[Saved entries]
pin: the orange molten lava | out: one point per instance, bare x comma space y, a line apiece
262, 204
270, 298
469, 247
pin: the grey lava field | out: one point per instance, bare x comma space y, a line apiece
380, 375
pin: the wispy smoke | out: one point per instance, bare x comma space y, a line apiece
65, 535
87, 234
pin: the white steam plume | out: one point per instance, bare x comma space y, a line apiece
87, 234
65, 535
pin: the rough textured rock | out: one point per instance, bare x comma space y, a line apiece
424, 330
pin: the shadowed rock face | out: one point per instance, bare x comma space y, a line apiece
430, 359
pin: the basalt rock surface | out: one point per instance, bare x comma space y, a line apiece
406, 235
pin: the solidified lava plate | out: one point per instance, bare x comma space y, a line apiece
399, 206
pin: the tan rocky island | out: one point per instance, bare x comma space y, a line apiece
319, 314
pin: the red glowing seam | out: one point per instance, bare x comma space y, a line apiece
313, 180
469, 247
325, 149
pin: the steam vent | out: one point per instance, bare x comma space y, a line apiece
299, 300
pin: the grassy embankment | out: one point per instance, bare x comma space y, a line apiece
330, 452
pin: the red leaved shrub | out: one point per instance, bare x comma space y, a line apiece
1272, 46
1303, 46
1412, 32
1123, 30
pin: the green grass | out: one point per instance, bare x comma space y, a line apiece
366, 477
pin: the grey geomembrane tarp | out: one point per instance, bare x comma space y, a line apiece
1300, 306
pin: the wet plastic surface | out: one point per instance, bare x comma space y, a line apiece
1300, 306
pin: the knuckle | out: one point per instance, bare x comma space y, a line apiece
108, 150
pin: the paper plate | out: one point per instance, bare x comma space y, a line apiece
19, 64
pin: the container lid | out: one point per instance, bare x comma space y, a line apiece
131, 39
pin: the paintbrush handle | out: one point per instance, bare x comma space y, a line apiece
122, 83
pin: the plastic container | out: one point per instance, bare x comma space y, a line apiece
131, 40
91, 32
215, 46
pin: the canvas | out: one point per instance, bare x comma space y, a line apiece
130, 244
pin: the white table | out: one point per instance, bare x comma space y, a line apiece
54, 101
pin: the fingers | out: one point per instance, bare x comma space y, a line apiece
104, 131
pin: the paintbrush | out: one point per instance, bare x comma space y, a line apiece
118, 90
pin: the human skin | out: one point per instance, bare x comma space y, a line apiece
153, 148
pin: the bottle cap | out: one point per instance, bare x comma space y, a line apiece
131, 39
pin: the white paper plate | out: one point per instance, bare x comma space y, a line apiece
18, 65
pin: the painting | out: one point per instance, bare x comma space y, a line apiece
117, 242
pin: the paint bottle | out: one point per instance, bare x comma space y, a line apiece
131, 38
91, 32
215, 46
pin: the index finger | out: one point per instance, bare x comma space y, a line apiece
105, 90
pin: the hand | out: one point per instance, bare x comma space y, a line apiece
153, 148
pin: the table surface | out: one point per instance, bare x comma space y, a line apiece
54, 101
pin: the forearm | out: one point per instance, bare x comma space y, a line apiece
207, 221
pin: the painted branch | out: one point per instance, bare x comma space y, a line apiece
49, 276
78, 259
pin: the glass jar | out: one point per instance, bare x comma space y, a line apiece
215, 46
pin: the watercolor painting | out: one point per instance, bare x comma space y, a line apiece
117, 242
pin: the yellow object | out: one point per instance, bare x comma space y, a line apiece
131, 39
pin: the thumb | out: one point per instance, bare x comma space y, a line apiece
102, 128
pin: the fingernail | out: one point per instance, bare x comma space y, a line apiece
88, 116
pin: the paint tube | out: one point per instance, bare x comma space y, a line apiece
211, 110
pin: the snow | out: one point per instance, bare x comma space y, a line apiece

Written exercise :: Could you copy out all of the records above, word for word and line for line?

Answer to the problem ::
pin: the orange molten lava | out: one point per instance, bare x comma space y, a line apiece
262, 204
270, 298
469, 247
pin: the grey lava field | out: one point per instance, bare x comma space y, a line apiece
380, 375
pin: the wispy smoke | out: one point per instance, bare x comma space y, a line apiece
65, 535
87, 234
pin: the white steam plume | out: one point per instance, bare x comma space y, a line apiece
87, 234
65, 535
pin: the rough textured rock | out: one point per instance, bare x comma space y, a line apiece
424, 330
pin: the shadowed rock face | out: one point per instance, bare x comma space y, a line apiece
430, 359
pin: the basalt rock surface | out: one point per instance, bare x comma space y, a line apiece
406, 235
pin: the solidified lava plate | out: one point per instance, bare x comma space y, a line apiece
399, 206
pin: the tan rocky island | out: one point per instance, bare x comma space y, a line apiece
319, 314
pin: the red glowing seam | out: one point per instance, bare x comma space y, a line apiece
313, 180
469, 247
325, 149
pin: the steam vent | out: one point per instance, bare x comma space y, a line apiece
299, 300
pin: the grassy embankment | out: one point per instance, bare x comma space y, a line apiece
330, 452
pin: the red leaved shrub | out: one point per instance, bare x comma space y, a line apiece
1272, 46
1303, 46
1412, 32
1123, 30
pin: the green grass | out: one point per instance, bare x comma space y, a line apiece
366, 477
pin: the grey geomembrane tarp | out: one point per instance, bare x comma space y, a line apiece
1300, 306
pin: the wet plastic surface | out: one point per instance, bare x comma space y, a line apiece
1300, 306
pin: the knuckle | out: one point per instance, bare x comma space y, a line apiece
108, 150
pin: the paper plate | out: one point per instance, bare x comma space y, a line apiece
19, 64
pin: the container lid | out: one point per instance, bare x comma space y, a line apiece
131, 39
pin: the paintbrush handle | out: one point per instance, bare x comma space y, a line apiece
122, 83
pin: the plastic container | out: one point per instance, bare x comma space y, a line apiece
131, 40
91, 32
215, 46
pin: the canvas | out: one point per instance, bare x comma space y, a line apiece
130, 244
pin: the white table | out: one point per instance, bare x comma space y, a line apiece
54, 101
pin: the fingers | out: one point per instance, bare x comma space y, a line apiece
104, 131
pin: the paintbrush | out: one point per instance, bare x comma space y, a line apiece
118, 90
pin: the human skin | out: one point per instance, bare x comma space y, a line apiece
153, 148
pin: the bottle cap | out: one point per instance, bare x comma space y, a line apiece
131, 39
pin: the white paper plate | out: one point per instance, bare x comma space y, a line apiece
18, 65
pin: the painting | out: one point per instance, bare x comma space y, a line apiece
117, 242
pin: the paint bottle | out: one point per instance, bare x comma space y, a line apiece
131, 38
91, 32
215, 46
pin: the index finger | out: one point per instance, bare x comma space y, a line apiece
105, 90
pin: the hand | out: one point per instance, bare x comma space y, a line apiece
153, 148
pin: the table surface | out: one point per instance, bare x comma space y, a line apiece
54, 101
pin: the forearm | out: one point per instance, bare x comma space y, a line apiece
207, 221
pin: the painted branch | out: one point per instance, bare x comma space y, a line apiece
49, 276
78, 259
pin: the glass jar | out: one point per instance, bare x comma space y, a line apiece
215, 46
pin: the watercolor painting | out: one point per instance, bare x comma space y, a line apiece
117, 242
pin: the yellow object | out: one point per instance, bare x comma space y, a line apiece
131, 39
pin: the thumb | out: one point per instance, bare x comma space y, a line apiece
102, 128
pin: the fingernail | out: one point per instance, bare x comma space y, a line apiece
88, 116
pin: the paint tube | out: one point per instance, bare x comma space y, a line apiece
211, 110
pin: the snow | out: one point per instance, bare x comma space y, a line apiece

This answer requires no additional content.